## [Point labeling examples]
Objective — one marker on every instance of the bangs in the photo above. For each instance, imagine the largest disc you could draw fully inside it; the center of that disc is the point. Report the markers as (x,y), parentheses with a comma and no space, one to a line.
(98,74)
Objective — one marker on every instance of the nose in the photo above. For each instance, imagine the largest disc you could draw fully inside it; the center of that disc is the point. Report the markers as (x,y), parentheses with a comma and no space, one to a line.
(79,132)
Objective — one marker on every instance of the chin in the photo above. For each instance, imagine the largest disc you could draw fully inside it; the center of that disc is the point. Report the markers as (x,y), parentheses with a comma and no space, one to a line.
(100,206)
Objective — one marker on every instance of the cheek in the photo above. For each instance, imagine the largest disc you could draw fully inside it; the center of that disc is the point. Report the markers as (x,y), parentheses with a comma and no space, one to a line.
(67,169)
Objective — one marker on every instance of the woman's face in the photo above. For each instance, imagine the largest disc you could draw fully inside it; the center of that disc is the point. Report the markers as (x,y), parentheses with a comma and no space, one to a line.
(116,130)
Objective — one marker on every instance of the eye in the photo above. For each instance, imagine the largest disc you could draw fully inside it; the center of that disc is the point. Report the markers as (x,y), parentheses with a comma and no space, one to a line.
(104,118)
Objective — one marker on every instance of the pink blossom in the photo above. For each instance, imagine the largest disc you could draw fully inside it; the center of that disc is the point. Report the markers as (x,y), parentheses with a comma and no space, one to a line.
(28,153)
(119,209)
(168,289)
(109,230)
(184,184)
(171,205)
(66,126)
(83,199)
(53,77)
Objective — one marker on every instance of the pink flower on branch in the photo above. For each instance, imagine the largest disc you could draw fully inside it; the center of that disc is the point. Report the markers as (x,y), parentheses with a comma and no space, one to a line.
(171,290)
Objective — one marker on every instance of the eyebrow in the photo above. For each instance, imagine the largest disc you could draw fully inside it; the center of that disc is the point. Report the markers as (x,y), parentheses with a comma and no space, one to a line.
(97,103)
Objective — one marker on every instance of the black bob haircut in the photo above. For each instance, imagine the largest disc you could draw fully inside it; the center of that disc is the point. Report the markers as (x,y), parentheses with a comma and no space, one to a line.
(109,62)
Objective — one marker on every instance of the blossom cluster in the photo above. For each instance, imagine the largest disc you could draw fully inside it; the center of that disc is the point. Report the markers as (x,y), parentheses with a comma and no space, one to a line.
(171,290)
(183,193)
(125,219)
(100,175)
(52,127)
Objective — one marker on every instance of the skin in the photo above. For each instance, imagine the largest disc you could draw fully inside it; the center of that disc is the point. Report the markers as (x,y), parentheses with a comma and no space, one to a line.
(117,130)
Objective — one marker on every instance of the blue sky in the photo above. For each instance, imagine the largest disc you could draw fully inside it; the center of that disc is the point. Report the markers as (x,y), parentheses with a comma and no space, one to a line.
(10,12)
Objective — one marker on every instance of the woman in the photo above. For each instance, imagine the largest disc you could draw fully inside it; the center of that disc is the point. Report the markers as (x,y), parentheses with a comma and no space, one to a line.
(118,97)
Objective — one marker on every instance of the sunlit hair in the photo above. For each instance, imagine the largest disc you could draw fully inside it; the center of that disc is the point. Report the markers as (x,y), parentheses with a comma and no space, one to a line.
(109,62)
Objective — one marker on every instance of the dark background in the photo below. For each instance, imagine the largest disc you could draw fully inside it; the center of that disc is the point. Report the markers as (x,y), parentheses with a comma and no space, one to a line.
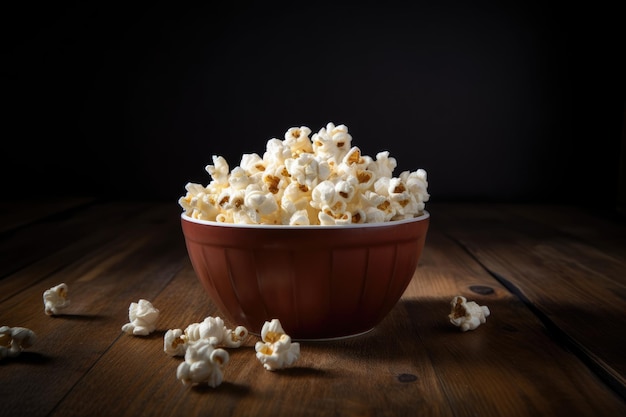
(498,101)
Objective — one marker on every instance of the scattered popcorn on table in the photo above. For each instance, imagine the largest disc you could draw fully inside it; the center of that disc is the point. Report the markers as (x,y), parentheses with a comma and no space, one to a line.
(212,329)
(13,340)
(467,315)
(143,317)
(55,299)
(276,351)
(322,180)
(203,364)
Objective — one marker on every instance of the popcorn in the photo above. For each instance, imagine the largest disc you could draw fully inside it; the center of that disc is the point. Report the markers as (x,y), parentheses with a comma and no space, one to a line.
(212,329)
(203,364)
(55,299)
(467,315)
(13,340)
(276,351)
(143,317)
(303,180)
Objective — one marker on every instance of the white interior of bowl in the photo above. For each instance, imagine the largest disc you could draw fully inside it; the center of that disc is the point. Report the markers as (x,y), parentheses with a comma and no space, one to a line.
(316,226)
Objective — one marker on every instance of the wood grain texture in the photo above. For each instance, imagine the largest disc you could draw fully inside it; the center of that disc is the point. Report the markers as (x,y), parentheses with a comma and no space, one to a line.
(414,363)
(578,289)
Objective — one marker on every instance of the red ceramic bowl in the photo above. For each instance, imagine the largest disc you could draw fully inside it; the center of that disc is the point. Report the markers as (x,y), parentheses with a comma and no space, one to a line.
(321,282)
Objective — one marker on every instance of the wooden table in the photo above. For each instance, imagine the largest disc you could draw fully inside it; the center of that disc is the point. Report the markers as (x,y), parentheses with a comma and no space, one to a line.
(554,278)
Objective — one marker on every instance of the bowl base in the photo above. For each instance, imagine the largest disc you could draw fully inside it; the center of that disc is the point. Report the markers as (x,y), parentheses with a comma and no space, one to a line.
(322,339)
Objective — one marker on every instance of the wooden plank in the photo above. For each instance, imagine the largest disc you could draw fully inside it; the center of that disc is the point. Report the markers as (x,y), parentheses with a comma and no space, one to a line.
(102,285)
(42,239)
(414,363)
(577,289)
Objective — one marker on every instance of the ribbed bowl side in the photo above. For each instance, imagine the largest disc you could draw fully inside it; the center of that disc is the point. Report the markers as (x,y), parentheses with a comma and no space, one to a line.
(320,284)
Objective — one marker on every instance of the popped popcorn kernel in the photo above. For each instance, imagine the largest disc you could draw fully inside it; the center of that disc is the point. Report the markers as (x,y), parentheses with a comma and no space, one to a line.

## [Work to do]
Make an exact copy of the whole listing, but don't bring over any pictures.

## [The answer]
Objective — one marker on every instance of the bangs in the photo above. For each instance, imagine the largest disc you could draw fully inside it; the center of that disc is the point. Report the markers as (x,y), parentheses with a comma and no space, one to a line.
(98,74)
Objective — one marker on every instance of the nose in the photo above. For each instance, imagine the largest disc you could draw fully inside it; the center of that disc is the point. Report the markers as (x,y), parentheses with a comma and no space, one to a line.
(79,132)
Objective — one marker on every instance of the chin in the photo above. For each instance, imagine the largest disc you could draw fully inside it; the center of that disc is the point. Report the markers as (x,y), parentheses with a comma and no space, one to a line.
(100,206)
Objective — one marker on every instance of the cheek in the photo above. For each instance, imagine the largest disc you could draw fully inside it; the center of that disc is the point. Report the markers as (x,y), parentheses with a comma and no space, one to a line.
(67,169)
Objective — one marker on every instance of the woman's face in the photo above. For each instance, imagine the largest disc you could draw fully inside it; the center of that disc is the point. Report the markers as (x,y), parentheses with a comma and no space, one to a line.
(116,130)
Objective — one marker on every instance of the eye in the photo above. For each instance, imagine the largest disc you could draw fully inside it; the center of that disc is the point. Report the markers as (x,y), parentheses with a comma and no space, one to a line.
(104,118)
Objective — one marker on every instance of the pink blossom in the photo above. For each instance, imagine the largest disc you could draw fully inside it; the center of that disc is the point. Report the markers as (x,y), parentheses with a comma and no space, one to a line.
(28,153)
(119,209)
(168,289)
(109,230)
(184,184)
(171,205)
(66,126)
(83,199)
(53,77)
Objective — one marker on every instance of the pink flower on branch in the photo above. For each instance, imagine the largest disc you could draw fully inside it; the center of that disc is the point. Report the markers as (x,y), parentheses with a comma and no space, one to a line.
(171,290)
Objective — one marker on every instance of the eyebrow in the photo above. For each instance, imagine the largest disc you could draw fully inside it; the center of that disc is the point. Report the markers as (x,y), parentheses with a comma and no space, one to a line.
(97,103)
Objective — one marker on every instance of the black bob haircut in the photo above. For each instance, imagine the largest disc you could draw fully inside it; the center of that disc is the point. Report the markers as (x,y), parentheses with a comma and no space, one to a line.
(109,62)
Objective — one marker on every instance of the blossom cluster in the photo above. For each instance, imagine the largest disc you could draw fully inside it; the center of that disc is the point. Report the markers as (x,y), parentheses with a comma and no space, one to a line.
(171,290)
(183,193)
(125,219)
(100,175)
(52,127)
Objective — one marker on every instance of the skin in the photo above. For each instance, imagine the largest disc you could draw fully inside it; the center of that disc is the point. Report the markers as (x,y), parentheses with a comma and no space, one to a line.
(117,130)
Objective — one marker on every instance of the blue sky in the photo above. For each instance, imagine the largest disc you could draw fully inside it; the center of that disc is the point. Report the markers as (x,y), parentheses with a comma and no space, one to a line.
(10,12)
Objective — one marker on every instance of the woman in the photo above. For each instance, imagine the largest disc you could draw fully inside it; the center of that disc is the point. Report the markers as (x,y), parentheses with a comma and no space, one to a line.
(118,97)
Objective — one marker on every instance of the sunlit hair in the photo above. For each instance, imagine the largest disc you could draw fully inside it; the center of that disc is the point. Report the markers as (x,y), parentheses with a comma and no space, one to a line.
(109,62)
Objective — one marker on every instance of the dark background in the photo below. For each instance, imagine the largest disc you could draw fully inside it; the center of that disc is the point. Report the markers as (x,y), parentheses with a comma and no space, one to a line.
(498,101)
Objective — one marker on every instance of the scattered popcorn on table in the photo above. For each instance, imagine the largest disc you could draw fully inside it; the center of that disc is the point. Report the markers as (x,y), parentheses with a comma and no space, one to a line.
(212,329)
(13,340)
(467,315)
(143,317)
(55,299)
(276,351)
(322,180)
(203,364)
Objective — one marker on every instance of the popcorn in the photo above. For each instance, imagine the largest disc you could draw fully inside it; the center of that disc is the point. Report the markers as (x,y), parentheses with a comma and no space, one to a line.
(212,329)
(203,364)
(55,299)
(467,315)
(13,340)
(276,351)
(143,317)
(303,180)
Objective — one marker on every instance of the white interior of bowl in the photo above. For each instance, imagine the largest disc you could draw fully inside it; the center of that disc is the point. Report the markers as (x,y), parentheses with a comma and no space, one to a line.
(316,226)
Objective — one marker on every instance of the wood grain texture in the photo above. For each instance, imagine the largest disc you could draw fully inside it; the center of that disc is the point. Report the markers as (x,y), parentheses with a comma and no space, one to a line.
(414,363)
(578,289)
Objective — one marker on every instance of the red ceramic bowl in the photo above. For each instance, imagine the largest disc you could draw fully inside it; the center of that disc is the point. Report the markers as (x,y), parentheses with a comma and no space, one to a line.
(321,282)
Objective — one marker on every instance of the wooden table in the photo above. For each instance, imagine the largest disc you could draw fully inside it; the center of that disc is the point. Report the markers as (x,y), parentheses with a comma and no space, one to a line.
(554,278)
Objective — one marker on every instance of the bowl base in the photo above. For each instance, imagine the largest disc you could draw fully inside it; the center of that disc is the point. Report the markers as (x,y), parentheses with a comma and no space, one to a line.
(322,339)
Objective — one marker on every instance of the wooden plank in the photo above. For each instance, imagine the largest disc you could draw fully inside it; the center of that disc is the point. Report the markers as (x,y), parentheses with a comma and no space, one to a line.
(102,285)
(42,239)
(414,363)
(577,289)
Objective — one marker on every instance of the ribbed bowl side in the photo above. For each instance, imagine the largest disc you could draw fully inside it; the center of that disc is the point. Report the markers as (x,y), parentheses with a comma and no space, one to a line.
(320,284)
Objective — one marker on every instance of the popped popcorn kernel in the photo above. For each instance, imagine the largest disc you could draw fully inside it; the center of that disc is the point. Report the markers as (x,y), parentheses with a comma and no space, one to a line.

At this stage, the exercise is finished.